§ EXERCISE OBJECTIVE
Can you retype only the lines from the one with "Please locate the butterfly wing" through the final line of the material, exactly as given?

§ DATA LISTING
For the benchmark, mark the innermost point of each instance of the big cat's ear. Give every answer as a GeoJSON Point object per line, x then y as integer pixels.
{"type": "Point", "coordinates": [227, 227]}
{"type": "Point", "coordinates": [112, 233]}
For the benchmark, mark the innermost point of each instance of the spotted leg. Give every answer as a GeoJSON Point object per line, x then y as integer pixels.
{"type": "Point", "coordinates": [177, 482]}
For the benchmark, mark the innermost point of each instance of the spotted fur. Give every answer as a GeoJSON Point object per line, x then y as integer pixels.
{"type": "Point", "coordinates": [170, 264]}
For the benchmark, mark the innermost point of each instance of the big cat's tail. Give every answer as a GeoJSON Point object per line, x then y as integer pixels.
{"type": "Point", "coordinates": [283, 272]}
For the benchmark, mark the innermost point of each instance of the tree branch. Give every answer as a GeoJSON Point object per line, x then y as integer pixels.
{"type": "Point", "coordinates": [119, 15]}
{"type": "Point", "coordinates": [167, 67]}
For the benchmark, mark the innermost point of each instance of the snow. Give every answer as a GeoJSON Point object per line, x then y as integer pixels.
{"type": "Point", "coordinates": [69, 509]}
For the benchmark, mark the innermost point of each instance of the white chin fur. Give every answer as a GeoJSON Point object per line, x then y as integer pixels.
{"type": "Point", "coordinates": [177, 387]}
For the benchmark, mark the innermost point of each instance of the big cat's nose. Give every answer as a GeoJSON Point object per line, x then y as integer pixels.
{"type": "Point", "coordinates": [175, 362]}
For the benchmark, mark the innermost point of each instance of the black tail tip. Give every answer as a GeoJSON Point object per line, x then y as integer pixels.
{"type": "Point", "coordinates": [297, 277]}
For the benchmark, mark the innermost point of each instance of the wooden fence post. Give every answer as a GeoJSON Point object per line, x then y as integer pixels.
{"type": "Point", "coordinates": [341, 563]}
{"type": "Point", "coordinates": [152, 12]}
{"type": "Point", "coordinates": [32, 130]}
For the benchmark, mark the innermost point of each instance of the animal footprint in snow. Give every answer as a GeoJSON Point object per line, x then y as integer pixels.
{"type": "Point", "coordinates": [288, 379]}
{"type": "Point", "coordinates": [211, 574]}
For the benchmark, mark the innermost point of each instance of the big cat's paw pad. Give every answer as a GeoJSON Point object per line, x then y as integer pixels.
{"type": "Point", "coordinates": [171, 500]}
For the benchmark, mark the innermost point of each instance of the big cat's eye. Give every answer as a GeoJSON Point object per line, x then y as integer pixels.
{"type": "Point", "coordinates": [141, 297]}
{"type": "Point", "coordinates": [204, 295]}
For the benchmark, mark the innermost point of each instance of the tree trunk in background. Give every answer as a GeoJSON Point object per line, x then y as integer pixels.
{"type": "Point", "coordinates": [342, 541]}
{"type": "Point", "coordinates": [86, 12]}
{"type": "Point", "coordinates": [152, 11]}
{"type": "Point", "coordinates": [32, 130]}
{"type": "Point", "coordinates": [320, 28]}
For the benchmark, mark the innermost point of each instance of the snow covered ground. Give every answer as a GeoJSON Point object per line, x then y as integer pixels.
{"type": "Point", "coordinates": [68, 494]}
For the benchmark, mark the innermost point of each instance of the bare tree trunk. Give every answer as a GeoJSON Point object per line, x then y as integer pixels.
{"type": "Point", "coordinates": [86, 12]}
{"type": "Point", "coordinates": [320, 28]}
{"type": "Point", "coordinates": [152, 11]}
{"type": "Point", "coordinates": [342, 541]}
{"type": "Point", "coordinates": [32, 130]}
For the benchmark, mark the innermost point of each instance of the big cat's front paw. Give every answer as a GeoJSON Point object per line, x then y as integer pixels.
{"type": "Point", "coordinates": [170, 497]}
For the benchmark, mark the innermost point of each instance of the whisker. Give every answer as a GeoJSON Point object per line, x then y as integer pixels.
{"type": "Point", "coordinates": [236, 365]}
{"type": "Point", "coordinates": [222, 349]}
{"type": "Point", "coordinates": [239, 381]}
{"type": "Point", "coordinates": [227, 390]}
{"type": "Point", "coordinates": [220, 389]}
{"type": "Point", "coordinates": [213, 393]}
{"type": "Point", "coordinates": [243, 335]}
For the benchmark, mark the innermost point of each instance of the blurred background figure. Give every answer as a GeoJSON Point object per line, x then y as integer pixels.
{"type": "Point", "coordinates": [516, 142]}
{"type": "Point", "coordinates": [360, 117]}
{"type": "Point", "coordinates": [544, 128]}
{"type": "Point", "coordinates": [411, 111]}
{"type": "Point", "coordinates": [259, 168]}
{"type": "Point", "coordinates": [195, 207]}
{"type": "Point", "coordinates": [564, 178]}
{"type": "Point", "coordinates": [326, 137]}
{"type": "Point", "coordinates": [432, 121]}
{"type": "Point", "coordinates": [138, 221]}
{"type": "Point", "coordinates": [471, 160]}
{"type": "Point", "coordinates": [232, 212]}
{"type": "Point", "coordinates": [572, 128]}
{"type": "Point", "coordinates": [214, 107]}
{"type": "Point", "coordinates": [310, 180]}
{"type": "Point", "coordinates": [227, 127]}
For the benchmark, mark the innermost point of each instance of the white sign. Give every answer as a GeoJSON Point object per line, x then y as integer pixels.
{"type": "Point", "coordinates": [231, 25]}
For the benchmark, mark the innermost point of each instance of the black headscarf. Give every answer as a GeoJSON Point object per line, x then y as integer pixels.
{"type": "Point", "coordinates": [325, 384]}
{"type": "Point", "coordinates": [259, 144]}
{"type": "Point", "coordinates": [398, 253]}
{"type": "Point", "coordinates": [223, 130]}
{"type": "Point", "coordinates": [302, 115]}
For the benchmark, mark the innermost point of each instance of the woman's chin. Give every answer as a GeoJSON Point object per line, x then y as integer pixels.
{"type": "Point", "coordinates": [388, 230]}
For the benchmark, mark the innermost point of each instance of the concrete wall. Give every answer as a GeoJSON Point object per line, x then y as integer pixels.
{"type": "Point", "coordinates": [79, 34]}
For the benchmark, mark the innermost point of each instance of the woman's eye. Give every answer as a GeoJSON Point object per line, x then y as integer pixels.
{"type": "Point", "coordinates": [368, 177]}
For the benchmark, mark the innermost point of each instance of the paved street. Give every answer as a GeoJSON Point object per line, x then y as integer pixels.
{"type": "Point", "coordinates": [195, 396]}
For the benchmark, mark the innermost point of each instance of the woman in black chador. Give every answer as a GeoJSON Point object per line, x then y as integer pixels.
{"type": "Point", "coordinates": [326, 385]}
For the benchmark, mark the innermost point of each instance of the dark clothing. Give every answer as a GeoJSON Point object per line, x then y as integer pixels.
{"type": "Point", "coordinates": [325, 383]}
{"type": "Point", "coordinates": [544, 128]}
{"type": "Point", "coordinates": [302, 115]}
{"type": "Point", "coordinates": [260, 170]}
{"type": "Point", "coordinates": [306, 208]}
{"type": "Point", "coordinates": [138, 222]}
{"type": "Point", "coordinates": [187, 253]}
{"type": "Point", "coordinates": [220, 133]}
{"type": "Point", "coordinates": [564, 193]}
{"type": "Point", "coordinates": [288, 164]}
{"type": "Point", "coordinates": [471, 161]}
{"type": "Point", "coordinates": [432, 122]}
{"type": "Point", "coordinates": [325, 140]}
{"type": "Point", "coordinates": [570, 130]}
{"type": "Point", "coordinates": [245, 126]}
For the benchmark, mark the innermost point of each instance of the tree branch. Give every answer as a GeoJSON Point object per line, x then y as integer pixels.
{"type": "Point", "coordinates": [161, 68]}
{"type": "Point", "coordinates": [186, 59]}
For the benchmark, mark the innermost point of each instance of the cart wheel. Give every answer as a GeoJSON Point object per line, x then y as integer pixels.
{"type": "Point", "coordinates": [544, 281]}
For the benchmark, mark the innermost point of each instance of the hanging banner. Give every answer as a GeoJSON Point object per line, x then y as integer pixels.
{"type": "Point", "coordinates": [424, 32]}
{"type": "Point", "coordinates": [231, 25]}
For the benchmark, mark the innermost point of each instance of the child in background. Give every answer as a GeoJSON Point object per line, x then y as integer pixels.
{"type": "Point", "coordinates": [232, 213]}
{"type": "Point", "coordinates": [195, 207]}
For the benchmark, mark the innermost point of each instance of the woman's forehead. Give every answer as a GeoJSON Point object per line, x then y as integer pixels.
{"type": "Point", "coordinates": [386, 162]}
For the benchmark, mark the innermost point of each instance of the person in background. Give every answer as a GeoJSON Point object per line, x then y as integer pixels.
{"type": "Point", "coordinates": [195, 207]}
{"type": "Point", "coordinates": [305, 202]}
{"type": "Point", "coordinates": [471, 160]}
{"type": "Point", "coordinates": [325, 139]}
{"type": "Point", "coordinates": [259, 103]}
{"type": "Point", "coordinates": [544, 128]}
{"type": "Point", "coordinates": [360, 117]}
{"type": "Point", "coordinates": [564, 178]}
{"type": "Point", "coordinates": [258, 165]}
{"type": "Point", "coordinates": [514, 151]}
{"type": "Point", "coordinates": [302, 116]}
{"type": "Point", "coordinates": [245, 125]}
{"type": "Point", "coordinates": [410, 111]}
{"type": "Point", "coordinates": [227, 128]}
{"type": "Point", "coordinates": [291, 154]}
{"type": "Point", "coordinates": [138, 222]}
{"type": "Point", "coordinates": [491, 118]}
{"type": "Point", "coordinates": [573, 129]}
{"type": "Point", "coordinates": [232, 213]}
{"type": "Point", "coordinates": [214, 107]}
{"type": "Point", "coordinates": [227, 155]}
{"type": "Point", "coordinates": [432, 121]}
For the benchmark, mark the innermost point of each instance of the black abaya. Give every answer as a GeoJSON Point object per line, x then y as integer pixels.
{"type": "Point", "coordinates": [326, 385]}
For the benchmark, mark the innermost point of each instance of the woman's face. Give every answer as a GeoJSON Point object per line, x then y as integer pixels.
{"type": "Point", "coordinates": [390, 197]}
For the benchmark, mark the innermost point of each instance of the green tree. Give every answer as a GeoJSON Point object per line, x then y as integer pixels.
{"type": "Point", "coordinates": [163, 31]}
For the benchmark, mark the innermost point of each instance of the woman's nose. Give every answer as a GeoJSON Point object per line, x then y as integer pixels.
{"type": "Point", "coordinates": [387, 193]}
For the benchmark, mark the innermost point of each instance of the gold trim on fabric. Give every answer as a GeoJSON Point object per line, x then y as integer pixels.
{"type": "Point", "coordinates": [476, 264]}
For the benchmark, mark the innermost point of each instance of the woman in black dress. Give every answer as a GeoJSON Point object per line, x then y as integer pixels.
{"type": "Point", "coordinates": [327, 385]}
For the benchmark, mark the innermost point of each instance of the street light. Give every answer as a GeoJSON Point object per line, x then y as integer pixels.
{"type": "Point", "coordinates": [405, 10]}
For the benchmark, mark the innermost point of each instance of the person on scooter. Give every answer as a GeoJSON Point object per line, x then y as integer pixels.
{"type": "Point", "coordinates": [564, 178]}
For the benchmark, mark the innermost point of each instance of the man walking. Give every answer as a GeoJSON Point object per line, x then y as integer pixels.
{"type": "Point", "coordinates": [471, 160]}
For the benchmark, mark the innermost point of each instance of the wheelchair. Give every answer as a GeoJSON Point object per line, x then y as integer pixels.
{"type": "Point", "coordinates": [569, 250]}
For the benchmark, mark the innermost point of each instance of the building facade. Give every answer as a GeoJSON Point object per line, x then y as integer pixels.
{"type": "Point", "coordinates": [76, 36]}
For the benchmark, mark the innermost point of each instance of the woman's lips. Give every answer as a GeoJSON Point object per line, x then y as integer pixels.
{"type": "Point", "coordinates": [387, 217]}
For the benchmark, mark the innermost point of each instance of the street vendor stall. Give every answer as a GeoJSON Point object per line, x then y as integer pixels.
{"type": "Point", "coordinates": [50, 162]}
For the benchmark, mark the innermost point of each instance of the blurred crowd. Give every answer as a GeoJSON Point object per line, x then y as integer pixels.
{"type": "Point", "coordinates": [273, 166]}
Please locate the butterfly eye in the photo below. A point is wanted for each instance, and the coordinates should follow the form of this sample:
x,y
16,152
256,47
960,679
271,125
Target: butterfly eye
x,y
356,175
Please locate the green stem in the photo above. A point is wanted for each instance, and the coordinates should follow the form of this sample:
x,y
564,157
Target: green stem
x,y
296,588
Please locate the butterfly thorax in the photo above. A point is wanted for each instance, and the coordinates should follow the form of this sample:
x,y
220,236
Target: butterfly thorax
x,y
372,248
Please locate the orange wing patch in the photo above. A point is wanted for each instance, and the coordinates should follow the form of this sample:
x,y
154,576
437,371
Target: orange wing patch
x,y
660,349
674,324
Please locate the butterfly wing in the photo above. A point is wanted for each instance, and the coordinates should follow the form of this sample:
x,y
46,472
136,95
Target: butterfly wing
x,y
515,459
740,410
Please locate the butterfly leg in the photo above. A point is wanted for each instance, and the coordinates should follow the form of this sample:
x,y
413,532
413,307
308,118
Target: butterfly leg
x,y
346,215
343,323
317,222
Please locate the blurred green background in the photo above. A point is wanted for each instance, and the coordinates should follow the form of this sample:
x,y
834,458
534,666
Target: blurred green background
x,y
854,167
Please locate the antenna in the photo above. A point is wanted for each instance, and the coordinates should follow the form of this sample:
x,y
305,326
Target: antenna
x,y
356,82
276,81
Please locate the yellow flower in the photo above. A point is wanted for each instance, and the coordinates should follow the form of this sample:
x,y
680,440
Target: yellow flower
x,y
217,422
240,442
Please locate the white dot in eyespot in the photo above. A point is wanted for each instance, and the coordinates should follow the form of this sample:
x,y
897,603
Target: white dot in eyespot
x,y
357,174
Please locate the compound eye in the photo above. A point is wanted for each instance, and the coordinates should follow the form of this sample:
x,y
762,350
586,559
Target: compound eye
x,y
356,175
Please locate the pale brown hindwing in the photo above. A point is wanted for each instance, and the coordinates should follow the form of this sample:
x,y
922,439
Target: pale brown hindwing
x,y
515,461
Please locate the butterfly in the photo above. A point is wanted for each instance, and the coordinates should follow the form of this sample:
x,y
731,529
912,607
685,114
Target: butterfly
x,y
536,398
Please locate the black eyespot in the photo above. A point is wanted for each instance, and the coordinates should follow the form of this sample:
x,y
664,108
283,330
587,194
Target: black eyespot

§ ANSWER BELOW
Please locate the butterfly wing in the photo above. A point is wanted for each instance, and the coordinates should follow the form of this sample:
x,y
46,472
136,95
Target: butterfly wing
x,y
515,459
740,410
Please locate the butterfly leg in the photo above. A point is wanted for each instance, and the coordinates should follow the form of this sample:
x,y
413,532
413,307
308,118
Target: butterfly leg
x,y
346,215
343,323
317,222
Please locate the blurred green background in the photo above. A point is wanted for each instance, and the coordinates should follow the form of this sample:
x,y
834,458
534,666
Target: blurred green background
x,y
854,167
Please locate the antenna in the photo above. A point is wanted for each instance, and the coordinates should follow the form of this sample:
x,y
305,326
Target: antenna
x,y
356,82
276,81
Please locate the yellow flower in the photo above. A point is wanted for each instance, and the coordinates should follow the form of this sample:
x,y
680,440
Target: yellow flower
x,y
217,422
240,442
Please locate the white dot in eyespot in the photo above. A point is wanted for each instance, and the coordinates should follow the form of this sample:
x,y
897,603
Target: white dot in eyespot
x,y
357,174
Please locate the compound eye in the photo above. A point is wanted for each instance, and the coordinates should follow the form of this sample:
x,y
762,350
586,559
Target: compound eye
x,y
356,175
Please locate the pale brown hindwing in the photo above. A point is wanted for each instance, and the coordinates should follow the form of this sample:
x,y
922,439
Target: pale brown hindwing
x,y
515,461
Please locate the butterfly in the photo above. A point is wanted for each instance, and the coordinates should follow the form of this sample:
x,y
731,529
912,607
685,114
Target: butterfly
x,y
536,398
Please locate the black eyespot in the photo above. A point is wanted for each instance, and the coordinates should follow the form of this sample:
x,y
664,108
283,330
587,194
Target: black eyespot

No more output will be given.